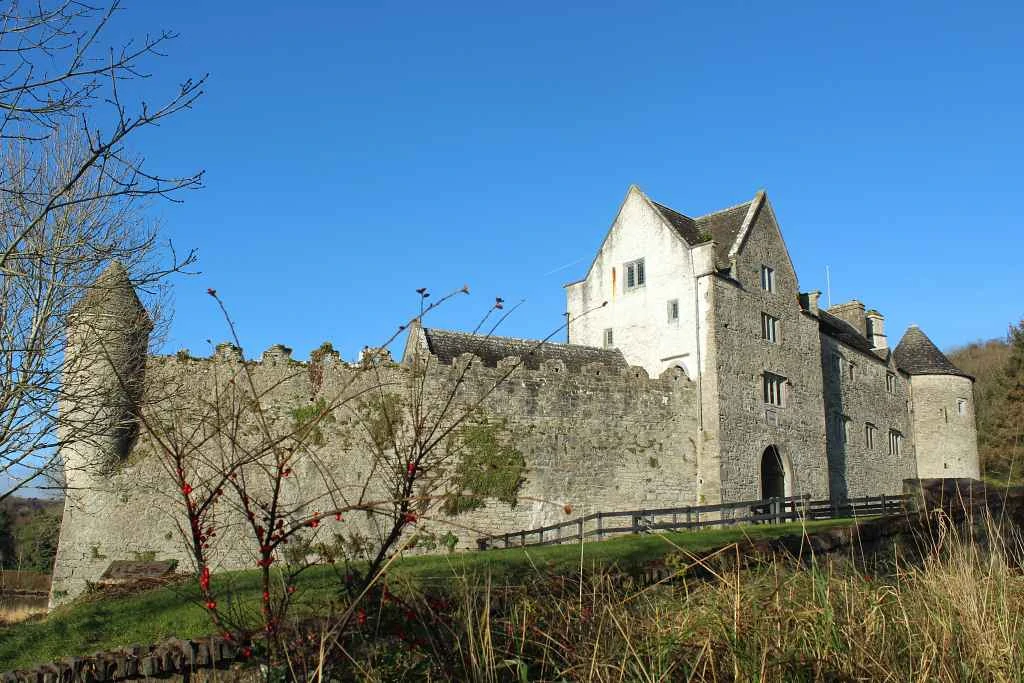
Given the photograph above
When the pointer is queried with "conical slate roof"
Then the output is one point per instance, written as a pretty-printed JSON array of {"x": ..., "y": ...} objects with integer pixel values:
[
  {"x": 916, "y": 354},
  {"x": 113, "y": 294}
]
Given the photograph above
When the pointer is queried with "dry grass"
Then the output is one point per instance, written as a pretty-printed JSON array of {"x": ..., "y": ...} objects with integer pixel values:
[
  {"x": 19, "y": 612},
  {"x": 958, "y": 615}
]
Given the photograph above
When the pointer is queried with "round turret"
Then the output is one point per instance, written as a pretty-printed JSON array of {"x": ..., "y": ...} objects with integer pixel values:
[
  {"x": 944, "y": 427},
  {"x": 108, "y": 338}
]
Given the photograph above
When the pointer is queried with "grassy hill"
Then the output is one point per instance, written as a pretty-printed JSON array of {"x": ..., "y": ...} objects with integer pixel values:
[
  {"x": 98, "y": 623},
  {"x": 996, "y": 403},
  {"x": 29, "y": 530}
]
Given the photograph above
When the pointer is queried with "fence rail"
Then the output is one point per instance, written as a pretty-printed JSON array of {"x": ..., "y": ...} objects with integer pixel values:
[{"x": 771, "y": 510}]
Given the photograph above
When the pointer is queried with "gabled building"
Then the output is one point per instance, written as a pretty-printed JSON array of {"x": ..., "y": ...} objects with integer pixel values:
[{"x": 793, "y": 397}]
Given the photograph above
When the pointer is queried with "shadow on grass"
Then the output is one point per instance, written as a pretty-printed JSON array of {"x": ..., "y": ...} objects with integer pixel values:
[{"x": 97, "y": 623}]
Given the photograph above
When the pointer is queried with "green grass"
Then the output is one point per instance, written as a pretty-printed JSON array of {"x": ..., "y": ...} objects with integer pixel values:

_ _ _ _

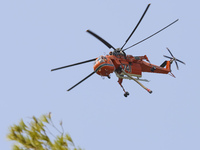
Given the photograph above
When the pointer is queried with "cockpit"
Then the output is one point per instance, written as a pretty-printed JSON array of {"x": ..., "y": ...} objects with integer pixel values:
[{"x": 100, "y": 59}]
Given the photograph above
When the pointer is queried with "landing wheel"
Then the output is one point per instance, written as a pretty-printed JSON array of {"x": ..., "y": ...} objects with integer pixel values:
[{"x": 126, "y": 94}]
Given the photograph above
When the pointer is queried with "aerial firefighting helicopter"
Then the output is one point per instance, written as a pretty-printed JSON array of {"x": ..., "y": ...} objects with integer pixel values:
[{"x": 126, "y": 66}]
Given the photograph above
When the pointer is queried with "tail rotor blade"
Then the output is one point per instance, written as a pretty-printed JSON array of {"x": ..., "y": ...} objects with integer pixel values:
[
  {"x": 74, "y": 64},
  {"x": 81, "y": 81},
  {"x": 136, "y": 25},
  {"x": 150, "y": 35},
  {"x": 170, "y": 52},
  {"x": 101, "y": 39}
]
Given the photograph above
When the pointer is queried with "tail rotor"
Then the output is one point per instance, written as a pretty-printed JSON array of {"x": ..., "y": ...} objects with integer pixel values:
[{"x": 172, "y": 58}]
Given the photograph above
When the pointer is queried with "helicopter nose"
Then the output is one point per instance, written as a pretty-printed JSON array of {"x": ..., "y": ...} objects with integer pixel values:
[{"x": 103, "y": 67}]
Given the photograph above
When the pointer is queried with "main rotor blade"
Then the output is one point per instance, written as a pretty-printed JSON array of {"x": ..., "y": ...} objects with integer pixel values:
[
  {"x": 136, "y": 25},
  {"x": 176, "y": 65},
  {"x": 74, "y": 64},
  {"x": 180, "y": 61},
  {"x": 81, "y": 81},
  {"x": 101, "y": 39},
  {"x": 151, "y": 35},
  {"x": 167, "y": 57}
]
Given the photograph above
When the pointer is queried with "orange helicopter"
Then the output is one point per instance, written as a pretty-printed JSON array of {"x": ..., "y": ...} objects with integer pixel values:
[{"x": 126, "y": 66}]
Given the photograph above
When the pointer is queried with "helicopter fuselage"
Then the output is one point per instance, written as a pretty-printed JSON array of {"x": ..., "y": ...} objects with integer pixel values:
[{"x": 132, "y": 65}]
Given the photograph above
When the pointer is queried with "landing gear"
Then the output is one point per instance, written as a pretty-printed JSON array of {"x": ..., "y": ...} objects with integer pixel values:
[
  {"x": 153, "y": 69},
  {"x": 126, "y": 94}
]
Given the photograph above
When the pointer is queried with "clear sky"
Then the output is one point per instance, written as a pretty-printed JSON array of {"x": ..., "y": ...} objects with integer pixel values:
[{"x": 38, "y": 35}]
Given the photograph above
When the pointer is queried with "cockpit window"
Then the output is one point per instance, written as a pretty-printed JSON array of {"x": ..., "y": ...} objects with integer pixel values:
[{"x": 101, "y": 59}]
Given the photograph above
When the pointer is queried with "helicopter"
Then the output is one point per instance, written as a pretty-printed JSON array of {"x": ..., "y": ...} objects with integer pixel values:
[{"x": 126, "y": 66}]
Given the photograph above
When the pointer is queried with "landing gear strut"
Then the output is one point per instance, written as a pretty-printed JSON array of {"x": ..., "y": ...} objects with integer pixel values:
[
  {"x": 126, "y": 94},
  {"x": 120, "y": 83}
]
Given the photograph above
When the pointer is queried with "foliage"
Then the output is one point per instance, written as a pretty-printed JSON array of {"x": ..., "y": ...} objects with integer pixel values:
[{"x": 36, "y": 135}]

_ _ _ _

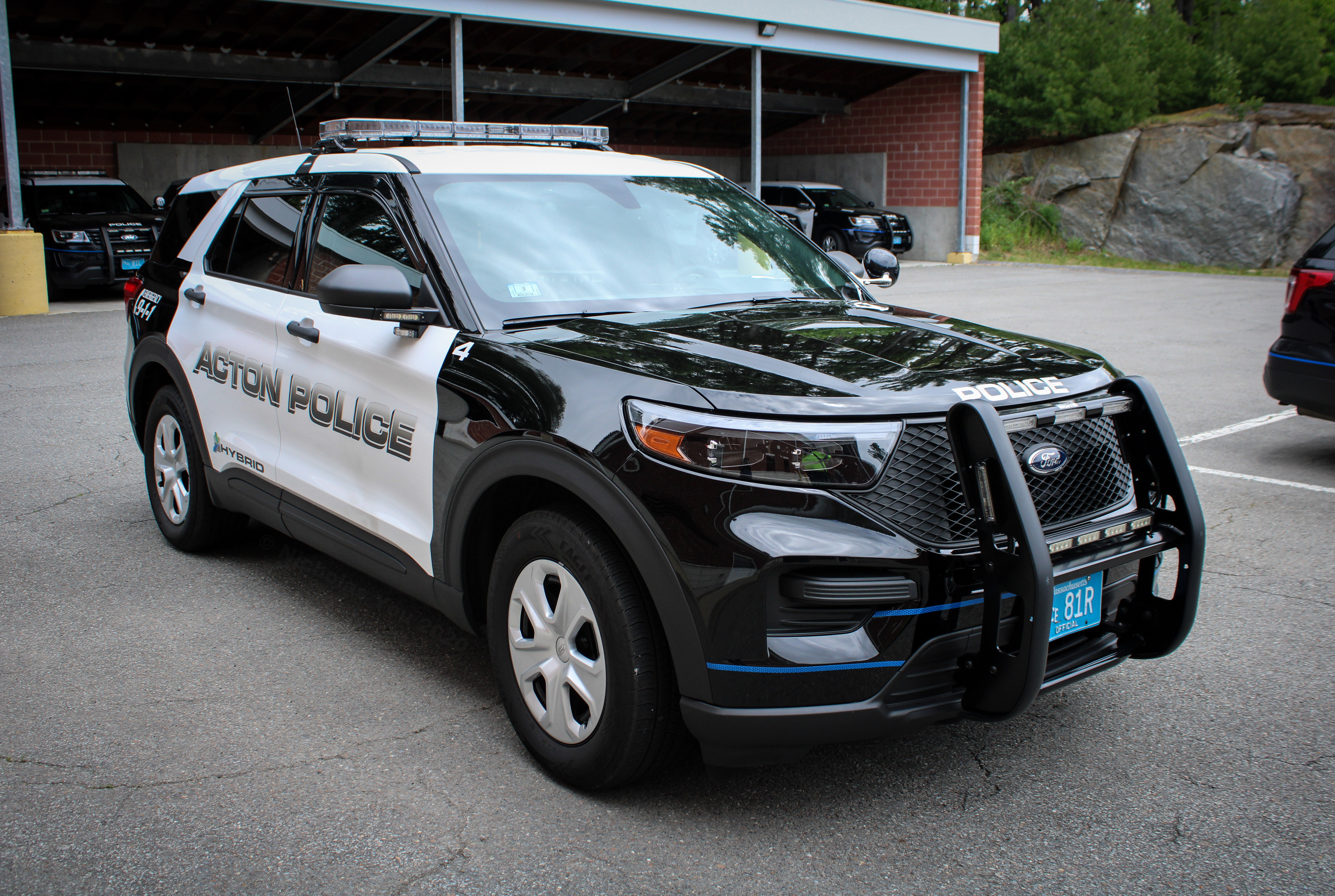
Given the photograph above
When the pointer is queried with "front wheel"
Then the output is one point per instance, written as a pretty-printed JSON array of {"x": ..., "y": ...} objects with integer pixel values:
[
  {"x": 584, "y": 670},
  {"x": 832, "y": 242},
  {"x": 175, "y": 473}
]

_ _ _ _

Problem
Find every line in the rows above that contains the string "tail", and copy each one. Case counts.

Task answer
When the pointer is queried with "tail rotor blade"
When the pointer is queried with "tail rotor"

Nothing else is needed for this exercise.